Directive ::
List every line in the entries below that contains the word "front".

Records to process ::

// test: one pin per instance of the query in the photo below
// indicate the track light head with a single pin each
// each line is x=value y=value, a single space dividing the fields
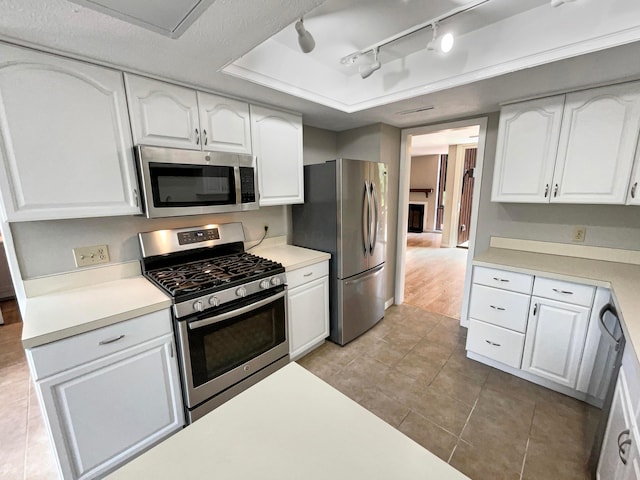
x=305 y=39
x=367 y=70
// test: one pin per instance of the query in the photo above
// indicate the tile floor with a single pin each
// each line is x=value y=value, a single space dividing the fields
x=411 y=370
x=25 y=451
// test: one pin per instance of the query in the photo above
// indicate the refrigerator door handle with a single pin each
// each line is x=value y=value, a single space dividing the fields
x=365 y=219
x=374 y=226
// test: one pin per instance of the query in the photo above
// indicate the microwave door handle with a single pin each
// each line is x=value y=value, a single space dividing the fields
x=238 y=311
x=238 y=183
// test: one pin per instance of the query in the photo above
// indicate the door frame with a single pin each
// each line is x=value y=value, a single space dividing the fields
x=403 y=202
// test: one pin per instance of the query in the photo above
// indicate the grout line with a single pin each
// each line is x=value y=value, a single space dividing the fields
x=524 y=459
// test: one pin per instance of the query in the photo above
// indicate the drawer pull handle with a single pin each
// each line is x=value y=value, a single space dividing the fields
x=111 y=340
x=566 y=292
x=622 y=453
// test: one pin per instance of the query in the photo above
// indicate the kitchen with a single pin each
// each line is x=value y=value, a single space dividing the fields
x=42 y=245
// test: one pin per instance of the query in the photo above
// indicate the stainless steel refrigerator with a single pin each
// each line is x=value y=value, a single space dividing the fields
x=345 y=214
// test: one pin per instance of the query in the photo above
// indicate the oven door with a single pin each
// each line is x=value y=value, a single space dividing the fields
x=222 y=348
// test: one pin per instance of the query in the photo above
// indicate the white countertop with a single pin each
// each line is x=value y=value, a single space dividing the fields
x=291 y=425
x=623 y=279
x=62 y=314
x=290 y=256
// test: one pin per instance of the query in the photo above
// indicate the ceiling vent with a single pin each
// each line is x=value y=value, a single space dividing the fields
x=170 y=18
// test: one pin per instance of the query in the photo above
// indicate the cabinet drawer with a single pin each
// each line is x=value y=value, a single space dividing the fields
x=497 y=343
x=516 y=282
x=564 y=291
x=499 y=307
x=70 y=352
x=303 y=275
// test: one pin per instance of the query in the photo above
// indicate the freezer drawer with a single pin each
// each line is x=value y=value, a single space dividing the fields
x=360 y=305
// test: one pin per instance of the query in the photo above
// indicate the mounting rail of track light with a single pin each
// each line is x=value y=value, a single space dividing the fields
x=351 y=58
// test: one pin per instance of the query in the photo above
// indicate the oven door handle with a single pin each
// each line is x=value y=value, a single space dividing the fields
x=239 y=311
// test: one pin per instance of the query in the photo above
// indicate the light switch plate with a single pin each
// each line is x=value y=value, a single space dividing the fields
x=87 y=256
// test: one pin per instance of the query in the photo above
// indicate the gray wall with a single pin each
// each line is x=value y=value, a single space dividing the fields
x=424 y=174
x=614 y=226
x=44 y=248
x=379 y=143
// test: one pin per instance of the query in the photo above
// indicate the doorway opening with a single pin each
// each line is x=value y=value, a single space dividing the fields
x=440 y=168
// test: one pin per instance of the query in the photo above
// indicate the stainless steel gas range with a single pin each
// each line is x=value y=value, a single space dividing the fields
x=229 y=310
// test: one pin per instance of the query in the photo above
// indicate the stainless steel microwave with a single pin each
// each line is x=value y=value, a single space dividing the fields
x=178 y=182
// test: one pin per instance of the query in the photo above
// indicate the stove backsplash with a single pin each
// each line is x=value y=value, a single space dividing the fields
x=44 y=247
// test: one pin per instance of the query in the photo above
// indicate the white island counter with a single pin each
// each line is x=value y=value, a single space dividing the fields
x=291 y=425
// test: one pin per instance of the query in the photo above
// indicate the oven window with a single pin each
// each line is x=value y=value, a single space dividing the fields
x=223 y=346
x=191 y=185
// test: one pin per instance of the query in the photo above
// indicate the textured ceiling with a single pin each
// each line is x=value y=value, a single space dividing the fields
x=231 y=28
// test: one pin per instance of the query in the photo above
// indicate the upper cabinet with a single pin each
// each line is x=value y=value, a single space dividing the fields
x=574 y=148
x=526 y=151
x=168 y=115
x=66 y=141
x=277 y=144
x=162 y=114
x=226 y=125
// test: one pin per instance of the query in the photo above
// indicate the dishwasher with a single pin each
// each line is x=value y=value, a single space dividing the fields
x=608 y=362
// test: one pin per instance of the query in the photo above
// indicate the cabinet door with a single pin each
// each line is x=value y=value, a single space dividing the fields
x=597 y=145
x=526 y=151
x=102 y=413
x=162 y=114
x=633 y=198
x=66 y=141
x=554 y=341
x=226 y=124
x=610 y=467
x=277 y=144
x=308 y=313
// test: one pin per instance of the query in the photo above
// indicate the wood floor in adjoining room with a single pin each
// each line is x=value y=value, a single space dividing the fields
x=434 y=276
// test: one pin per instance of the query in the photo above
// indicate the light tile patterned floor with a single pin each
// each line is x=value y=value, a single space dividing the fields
x=411 y=370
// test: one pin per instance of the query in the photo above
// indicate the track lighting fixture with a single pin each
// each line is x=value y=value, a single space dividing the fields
x=367 y=70
x=442 y=44
x=305 y=39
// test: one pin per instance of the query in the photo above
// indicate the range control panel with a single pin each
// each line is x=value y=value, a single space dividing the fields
x=196 y=236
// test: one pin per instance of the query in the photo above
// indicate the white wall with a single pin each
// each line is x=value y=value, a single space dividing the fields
x=44 y=248
x=424 y=174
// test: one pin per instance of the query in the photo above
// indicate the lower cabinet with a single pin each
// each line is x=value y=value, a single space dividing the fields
x=555 y=339
x=308 y=308
x=104 y=411
x=620 y=456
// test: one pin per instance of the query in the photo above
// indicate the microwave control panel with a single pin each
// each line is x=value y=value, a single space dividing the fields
x=196 y=236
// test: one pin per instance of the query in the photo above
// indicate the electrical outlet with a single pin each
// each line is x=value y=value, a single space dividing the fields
x=579 y=233
x=87 y=256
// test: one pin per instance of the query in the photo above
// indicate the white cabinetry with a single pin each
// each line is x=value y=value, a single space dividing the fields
x=168 y=115
x=526 y=151
x=535 y=327
x=589 y=155
x=308 y=308
x=277 y=144
x=66 y=140
x=555 y=340
x=109 y=394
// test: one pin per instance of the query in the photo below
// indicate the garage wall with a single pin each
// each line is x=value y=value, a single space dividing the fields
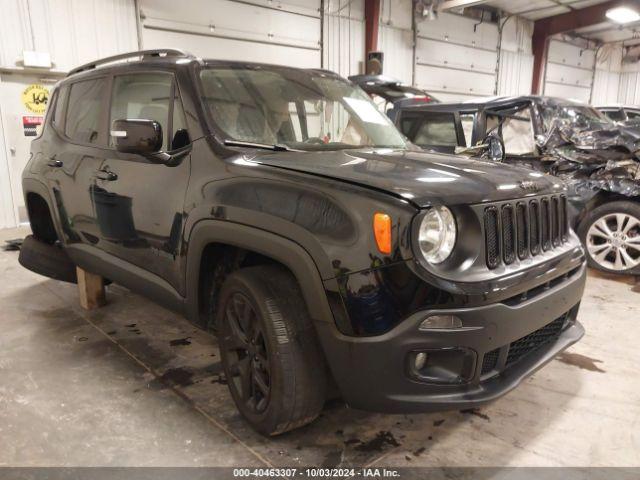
x=72 y=32
x=569 y=70
x=258 y=30
x=343 y=36
x=452 y=60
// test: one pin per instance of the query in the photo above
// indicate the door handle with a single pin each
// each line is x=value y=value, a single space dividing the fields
x=106 y=175
x=55 y=163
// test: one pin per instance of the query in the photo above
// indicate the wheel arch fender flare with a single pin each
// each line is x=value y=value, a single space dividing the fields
x=31 y=185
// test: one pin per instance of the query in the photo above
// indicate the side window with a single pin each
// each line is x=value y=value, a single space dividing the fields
x=467 y=120
x=143 y=96
x=179 y=134
x=85 y=107
x=437 y=129
x=406 y=125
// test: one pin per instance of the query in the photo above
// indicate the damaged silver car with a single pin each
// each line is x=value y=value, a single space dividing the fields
x=597 y=158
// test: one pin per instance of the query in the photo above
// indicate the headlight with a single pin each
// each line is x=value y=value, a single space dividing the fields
x=437 y=234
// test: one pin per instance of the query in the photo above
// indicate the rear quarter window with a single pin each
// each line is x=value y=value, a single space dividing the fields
x=437 y=129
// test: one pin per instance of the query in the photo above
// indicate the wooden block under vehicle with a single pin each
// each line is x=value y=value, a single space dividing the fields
x=91 y=289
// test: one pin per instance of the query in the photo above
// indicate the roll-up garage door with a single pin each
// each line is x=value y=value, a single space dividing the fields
x=265 y=31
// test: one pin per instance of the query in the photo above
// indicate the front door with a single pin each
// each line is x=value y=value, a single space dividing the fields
x=138 y=200
x=23 y=99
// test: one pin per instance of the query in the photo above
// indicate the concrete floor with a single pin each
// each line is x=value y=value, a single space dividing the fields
x=132 y=384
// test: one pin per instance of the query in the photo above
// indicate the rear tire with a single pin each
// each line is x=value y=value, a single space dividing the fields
x=611 y=237
x=270 y=354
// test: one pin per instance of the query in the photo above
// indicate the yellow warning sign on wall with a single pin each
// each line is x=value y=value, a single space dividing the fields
x=35 y=98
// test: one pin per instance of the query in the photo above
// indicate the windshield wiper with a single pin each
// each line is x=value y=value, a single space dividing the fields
x=264 y=146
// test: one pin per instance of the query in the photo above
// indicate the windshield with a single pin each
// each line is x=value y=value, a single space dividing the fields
x=582 y=117
x=296 y=108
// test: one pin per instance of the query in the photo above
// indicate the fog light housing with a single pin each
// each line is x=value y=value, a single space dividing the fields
x=440 y=322
x=443 y=366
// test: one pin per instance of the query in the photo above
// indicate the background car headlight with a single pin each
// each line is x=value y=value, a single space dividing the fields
x=437 y=234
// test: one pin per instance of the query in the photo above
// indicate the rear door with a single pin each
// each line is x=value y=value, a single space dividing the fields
x=138 y=200
x=517 y=128
x=614 y=114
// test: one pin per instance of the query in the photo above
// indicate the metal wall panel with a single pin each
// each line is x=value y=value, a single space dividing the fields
x=629 y=89
x=397 y=44
x=456 y=57
x=569 y=71
x=395 y=39
x=72 y=32
x=516 y=73
x=271 y=32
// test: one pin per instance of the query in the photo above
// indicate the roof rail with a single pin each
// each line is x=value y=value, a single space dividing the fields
x=161 y=52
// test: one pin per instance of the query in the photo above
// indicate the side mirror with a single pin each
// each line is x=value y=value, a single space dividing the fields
x=495 y=148
x=137 y=136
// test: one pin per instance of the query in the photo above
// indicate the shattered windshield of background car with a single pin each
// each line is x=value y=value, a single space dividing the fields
x=297 y=109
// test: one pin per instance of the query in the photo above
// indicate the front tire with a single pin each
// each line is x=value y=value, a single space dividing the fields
x=611 y=237
x=270 y=355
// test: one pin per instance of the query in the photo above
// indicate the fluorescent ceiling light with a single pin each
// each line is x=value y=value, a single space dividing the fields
x=623 y=15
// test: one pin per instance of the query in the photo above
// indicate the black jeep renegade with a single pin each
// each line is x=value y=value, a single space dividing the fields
x=277 y=208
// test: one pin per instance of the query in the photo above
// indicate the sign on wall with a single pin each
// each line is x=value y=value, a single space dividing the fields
x=35 y=98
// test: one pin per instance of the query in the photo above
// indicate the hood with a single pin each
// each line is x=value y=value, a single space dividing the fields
x=422 y=178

Answer in full ::
// indicate the front door with a single pin each
// indicate the front tire with a single pin each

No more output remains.